▶ PASSAGE FOR REVIEW
++++++++
Debridement is the medical and surgical process of thoroughly removing non-viable tissue (such as necrosis, slough, or eschar), debris, and infected material from a wound bed or burn. The primary clinical objective is to convert a chronic or contaminated wound into an acute, clean wound, thereby promoting granulation, re-epithelialization, and normal healing. Debridement can be categorized by its method: surgical/excisional (using sharp instruments like scalpels or scissors to cut away tissue), mechanical (wet-to-dry dressings, hydrotherapy), enzymatic/chemical (applying topical agents to dissolve dead tissue), autolytic (using the body’s own enzymes under moisture-retentive dressings), or biological (maggot therapy).
latin - de- (French/Latin): prefix meaning “removal,” “separation,” or “down from.”
bride (French): root meaning “bridle” or “restraint” (originally from Germanic roots).
-ment (Latin -mentum): suffix denoting an action, process, or the resulting state.
++++++++
▶ WORK TO COMPLETE
- 1) Which methods of debridement does the passage on debridement name? List every one.
- 2) Answer these questions from the passage on debridement:
(a) What is the primary clinical objective of debridement?
(b) What meanings are given for the prefix "de-"?
(c) What does the suffix "-ment" denote?
- 3) Continue the passage on debridement from its last line.

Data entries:
++++++++
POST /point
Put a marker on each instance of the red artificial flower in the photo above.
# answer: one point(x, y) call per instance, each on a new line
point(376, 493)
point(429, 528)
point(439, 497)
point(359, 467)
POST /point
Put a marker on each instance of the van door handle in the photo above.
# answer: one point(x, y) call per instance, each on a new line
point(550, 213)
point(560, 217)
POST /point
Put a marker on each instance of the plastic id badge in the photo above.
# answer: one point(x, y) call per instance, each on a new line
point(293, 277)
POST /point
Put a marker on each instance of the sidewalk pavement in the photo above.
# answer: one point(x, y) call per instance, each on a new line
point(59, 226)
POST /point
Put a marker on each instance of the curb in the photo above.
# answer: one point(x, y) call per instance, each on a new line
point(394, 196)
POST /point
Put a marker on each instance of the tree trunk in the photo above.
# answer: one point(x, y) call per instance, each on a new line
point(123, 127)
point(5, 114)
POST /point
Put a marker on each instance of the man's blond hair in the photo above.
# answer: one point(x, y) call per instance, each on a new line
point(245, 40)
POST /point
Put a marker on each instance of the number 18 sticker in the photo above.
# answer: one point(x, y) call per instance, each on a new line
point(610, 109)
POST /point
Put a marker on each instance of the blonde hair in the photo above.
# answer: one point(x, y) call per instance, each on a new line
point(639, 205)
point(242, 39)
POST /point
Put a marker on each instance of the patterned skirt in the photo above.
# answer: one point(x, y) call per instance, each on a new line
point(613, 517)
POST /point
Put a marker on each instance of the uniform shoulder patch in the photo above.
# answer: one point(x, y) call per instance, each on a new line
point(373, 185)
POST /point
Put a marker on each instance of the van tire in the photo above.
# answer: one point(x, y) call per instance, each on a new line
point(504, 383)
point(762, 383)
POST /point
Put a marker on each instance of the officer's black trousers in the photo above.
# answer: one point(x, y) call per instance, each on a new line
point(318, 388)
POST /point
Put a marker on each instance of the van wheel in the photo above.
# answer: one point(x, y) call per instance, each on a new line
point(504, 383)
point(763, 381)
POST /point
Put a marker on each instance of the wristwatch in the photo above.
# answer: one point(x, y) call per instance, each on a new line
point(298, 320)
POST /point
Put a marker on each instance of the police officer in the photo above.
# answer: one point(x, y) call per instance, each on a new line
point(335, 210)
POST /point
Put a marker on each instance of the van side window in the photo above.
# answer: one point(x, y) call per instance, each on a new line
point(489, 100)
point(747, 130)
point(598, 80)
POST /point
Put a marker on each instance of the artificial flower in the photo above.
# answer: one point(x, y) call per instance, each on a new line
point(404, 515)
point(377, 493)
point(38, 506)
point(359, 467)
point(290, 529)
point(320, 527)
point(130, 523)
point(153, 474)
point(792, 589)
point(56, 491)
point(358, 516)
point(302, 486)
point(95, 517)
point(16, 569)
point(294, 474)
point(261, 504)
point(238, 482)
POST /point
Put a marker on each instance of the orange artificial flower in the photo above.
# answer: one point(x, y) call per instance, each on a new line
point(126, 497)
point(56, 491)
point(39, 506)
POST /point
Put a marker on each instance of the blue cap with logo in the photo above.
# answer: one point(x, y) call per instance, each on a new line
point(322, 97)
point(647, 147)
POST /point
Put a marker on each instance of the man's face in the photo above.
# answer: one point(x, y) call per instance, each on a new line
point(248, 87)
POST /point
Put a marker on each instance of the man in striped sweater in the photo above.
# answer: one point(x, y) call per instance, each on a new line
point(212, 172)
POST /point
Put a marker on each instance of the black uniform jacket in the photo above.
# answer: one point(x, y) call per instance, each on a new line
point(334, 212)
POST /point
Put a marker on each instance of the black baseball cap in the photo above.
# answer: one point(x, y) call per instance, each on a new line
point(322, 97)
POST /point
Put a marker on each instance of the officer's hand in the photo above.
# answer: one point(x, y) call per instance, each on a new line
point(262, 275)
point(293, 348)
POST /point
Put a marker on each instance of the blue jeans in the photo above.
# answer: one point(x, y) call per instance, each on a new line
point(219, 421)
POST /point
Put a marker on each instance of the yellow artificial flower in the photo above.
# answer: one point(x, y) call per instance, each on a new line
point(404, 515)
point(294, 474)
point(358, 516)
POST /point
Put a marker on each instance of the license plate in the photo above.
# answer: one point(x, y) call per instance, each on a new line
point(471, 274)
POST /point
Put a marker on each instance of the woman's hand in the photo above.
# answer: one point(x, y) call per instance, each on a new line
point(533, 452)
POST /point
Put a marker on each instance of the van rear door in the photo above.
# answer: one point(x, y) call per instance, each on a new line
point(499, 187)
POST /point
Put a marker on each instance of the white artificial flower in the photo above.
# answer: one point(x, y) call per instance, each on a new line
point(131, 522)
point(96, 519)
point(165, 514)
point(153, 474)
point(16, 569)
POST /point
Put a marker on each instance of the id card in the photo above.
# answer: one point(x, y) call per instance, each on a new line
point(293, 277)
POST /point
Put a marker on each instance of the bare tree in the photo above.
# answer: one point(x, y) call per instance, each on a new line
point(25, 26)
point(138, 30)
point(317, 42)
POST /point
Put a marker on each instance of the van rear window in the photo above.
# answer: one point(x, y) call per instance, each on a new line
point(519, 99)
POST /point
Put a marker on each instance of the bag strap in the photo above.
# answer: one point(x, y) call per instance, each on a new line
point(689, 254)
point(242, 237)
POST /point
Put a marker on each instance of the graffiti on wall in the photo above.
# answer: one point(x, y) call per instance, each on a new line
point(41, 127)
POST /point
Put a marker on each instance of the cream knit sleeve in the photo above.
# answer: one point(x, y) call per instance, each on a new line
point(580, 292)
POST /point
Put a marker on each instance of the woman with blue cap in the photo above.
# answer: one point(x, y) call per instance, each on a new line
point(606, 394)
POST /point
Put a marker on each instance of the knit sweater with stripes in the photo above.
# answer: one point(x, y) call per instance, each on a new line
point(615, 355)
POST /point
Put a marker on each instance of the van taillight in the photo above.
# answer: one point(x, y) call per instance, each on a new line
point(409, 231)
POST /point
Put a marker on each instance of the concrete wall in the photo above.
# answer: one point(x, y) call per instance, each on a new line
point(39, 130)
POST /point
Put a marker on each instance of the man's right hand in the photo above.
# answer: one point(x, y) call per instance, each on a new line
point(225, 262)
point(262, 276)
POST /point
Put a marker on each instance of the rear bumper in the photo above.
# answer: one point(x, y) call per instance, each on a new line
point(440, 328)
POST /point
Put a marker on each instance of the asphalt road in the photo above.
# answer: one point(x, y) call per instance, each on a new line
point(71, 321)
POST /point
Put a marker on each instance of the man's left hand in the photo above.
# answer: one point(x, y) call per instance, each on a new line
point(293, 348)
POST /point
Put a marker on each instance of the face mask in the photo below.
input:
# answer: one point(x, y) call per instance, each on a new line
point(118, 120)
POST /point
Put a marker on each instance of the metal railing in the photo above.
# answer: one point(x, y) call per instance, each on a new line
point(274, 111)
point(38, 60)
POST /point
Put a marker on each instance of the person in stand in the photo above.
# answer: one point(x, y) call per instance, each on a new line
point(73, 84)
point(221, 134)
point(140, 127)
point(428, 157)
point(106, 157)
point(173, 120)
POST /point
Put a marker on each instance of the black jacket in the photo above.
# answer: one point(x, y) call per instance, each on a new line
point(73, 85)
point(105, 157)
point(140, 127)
++++++++
▶ RESPONSES TO THE EXERCISE
- 1)
- Surgical/excisional
- Mechanical
- Enzymatic/chemical
- Autolytic
- Biological

- 2)
(a) To convert a chronic or contaminated wound into an acute, clean wound, thereby promoting granulation, re-epithelialization, and normal healing.
(b) "Removal," "separation," or "down from."
(c) An action, process, or the resulting state.

- 3)
Literal Meaning: The term derives from the 18th-century French word débridement, meaning “unbridling.” Early surgeons used the term to describe the cutting of strictures, bands, or fascia to release tension and “unbridle” the constricted tissue, which later evolved to mean clearing away the restrictive dead tissue in a wound.
Related Terms & Differentials
Excision: The surgical removal of an entire organ, mass, or lesion (e.g., a cyst or tumor). While excisional debridement uses the same Root Operation in PCS, clinical “excision” usually aims to remove a specific pathological structure with margins, whereas debridement aims to clean a generalized wound bed.
Amputation: The complete surgical removal of a limb or appendage. Debridement may remove bone from a toe, but if the entire toe is removed, it is an amputation (PCS Root Operation: Detachment).
Escharotomy: A surgical incision made through a burn eschar to relieve pressure and restore circulation (often in circumferential burns). It is an incision, not a removal (debridement) of the eschar.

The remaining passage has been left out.